[Dataset extract]
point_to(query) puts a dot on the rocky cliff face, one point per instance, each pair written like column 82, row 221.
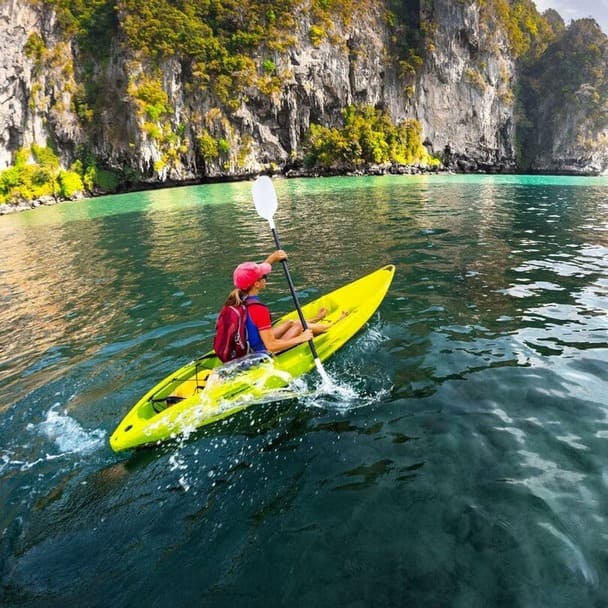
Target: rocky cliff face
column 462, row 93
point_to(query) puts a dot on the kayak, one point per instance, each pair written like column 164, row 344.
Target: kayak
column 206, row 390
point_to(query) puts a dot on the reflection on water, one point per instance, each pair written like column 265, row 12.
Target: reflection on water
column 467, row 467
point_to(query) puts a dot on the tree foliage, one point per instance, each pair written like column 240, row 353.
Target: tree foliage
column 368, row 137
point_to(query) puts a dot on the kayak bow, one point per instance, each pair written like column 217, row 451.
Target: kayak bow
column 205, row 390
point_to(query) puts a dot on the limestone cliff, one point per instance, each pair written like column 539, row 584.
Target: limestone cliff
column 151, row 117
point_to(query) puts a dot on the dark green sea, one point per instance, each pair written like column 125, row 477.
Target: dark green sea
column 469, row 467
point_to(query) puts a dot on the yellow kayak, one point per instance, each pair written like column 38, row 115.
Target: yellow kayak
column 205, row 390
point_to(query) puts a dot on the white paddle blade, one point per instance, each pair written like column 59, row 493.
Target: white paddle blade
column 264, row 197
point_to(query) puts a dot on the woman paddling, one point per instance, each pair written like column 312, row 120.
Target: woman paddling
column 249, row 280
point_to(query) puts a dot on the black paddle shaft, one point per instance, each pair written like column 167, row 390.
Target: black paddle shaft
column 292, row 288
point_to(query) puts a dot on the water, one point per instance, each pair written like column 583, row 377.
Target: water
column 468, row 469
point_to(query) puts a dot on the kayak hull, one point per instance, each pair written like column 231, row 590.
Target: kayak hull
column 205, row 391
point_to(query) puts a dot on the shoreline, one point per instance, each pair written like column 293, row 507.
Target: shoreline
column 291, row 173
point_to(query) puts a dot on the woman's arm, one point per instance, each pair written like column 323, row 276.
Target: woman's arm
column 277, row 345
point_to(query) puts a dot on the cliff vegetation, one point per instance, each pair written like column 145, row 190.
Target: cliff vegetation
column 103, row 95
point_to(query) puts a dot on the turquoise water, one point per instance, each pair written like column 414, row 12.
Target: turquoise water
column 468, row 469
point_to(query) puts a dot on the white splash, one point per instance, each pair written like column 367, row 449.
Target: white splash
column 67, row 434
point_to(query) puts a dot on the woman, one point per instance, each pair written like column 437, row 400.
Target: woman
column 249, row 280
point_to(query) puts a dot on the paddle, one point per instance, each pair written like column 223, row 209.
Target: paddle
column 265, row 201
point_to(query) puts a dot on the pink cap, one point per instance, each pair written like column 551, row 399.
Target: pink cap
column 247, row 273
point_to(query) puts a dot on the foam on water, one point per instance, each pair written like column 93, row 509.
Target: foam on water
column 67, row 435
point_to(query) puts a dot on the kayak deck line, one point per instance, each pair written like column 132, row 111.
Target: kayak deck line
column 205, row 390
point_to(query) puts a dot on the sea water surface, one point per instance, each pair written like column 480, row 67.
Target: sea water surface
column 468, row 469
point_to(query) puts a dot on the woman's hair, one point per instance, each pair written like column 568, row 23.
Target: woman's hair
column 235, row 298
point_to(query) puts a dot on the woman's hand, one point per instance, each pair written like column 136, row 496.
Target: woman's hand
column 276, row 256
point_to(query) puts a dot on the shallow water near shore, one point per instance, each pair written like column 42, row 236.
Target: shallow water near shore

* * *

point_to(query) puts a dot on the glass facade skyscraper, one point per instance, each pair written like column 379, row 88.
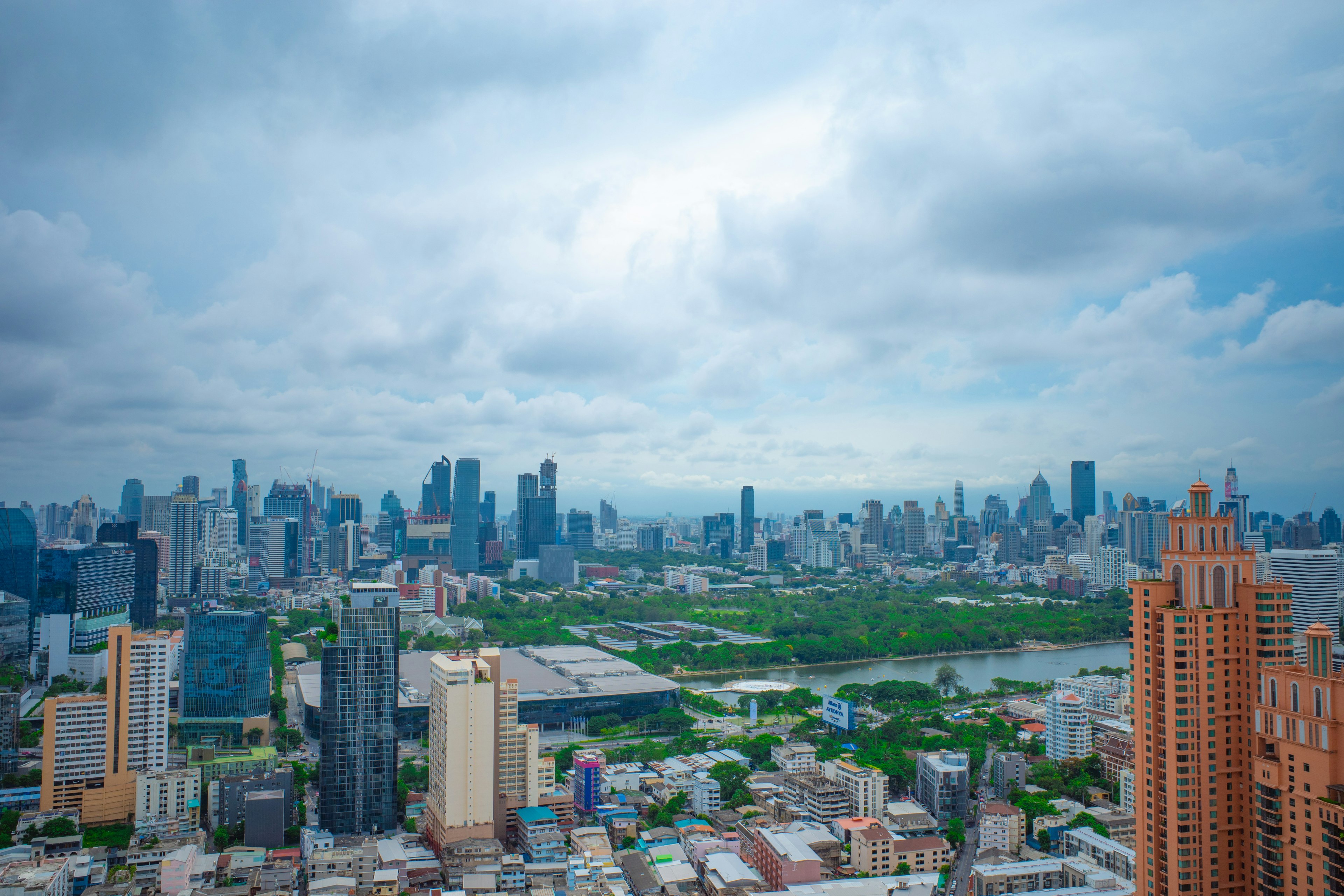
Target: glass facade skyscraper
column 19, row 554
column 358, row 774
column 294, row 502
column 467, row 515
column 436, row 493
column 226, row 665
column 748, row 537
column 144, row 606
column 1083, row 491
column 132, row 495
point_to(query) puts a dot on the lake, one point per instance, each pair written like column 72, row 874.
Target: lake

---

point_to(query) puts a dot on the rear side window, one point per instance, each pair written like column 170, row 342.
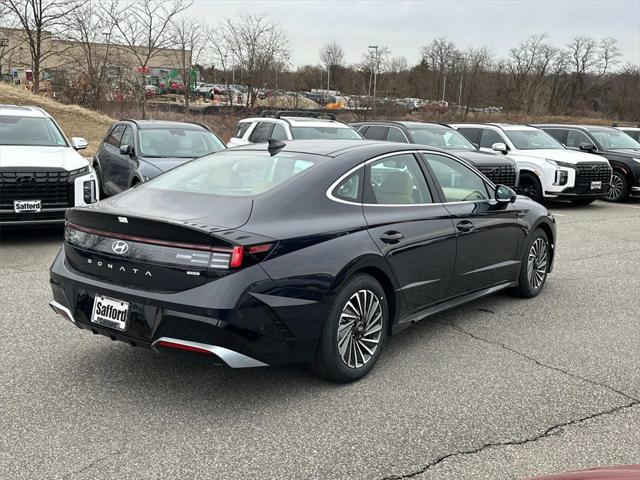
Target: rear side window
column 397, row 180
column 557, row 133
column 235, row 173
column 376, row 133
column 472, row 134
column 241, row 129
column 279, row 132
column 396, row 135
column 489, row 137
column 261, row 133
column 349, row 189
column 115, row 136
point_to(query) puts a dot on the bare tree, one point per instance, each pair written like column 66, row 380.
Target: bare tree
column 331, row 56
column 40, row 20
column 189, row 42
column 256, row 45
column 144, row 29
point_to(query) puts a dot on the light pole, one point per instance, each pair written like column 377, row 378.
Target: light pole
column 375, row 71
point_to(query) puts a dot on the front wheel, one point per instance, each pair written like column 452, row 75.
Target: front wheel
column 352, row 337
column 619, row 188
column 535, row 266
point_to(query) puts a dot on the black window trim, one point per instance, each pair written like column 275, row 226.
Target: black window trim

[Aim of the exercise] Please set down, word for word, the lines of the listing above, starting at the line that contains "point_to(query) puts a dot on the water, one" and ending at the line that contains "column 291, row 173".

[Complete response]
point_to(query) puts a dot on the water, one point per instance, each pair written like column 583, row 377.
Target: water
column 468, row 469
point_to(query) puts a dot on the kayak hull, one point per instance, each pair written like column 231, row 590.
Target: kayak hull
column 205, row 391
point_to(query) puts a dot on the shoreline, one point per instance, each pair written like column 293, row 507.
Target: shoreline
column 291, row 173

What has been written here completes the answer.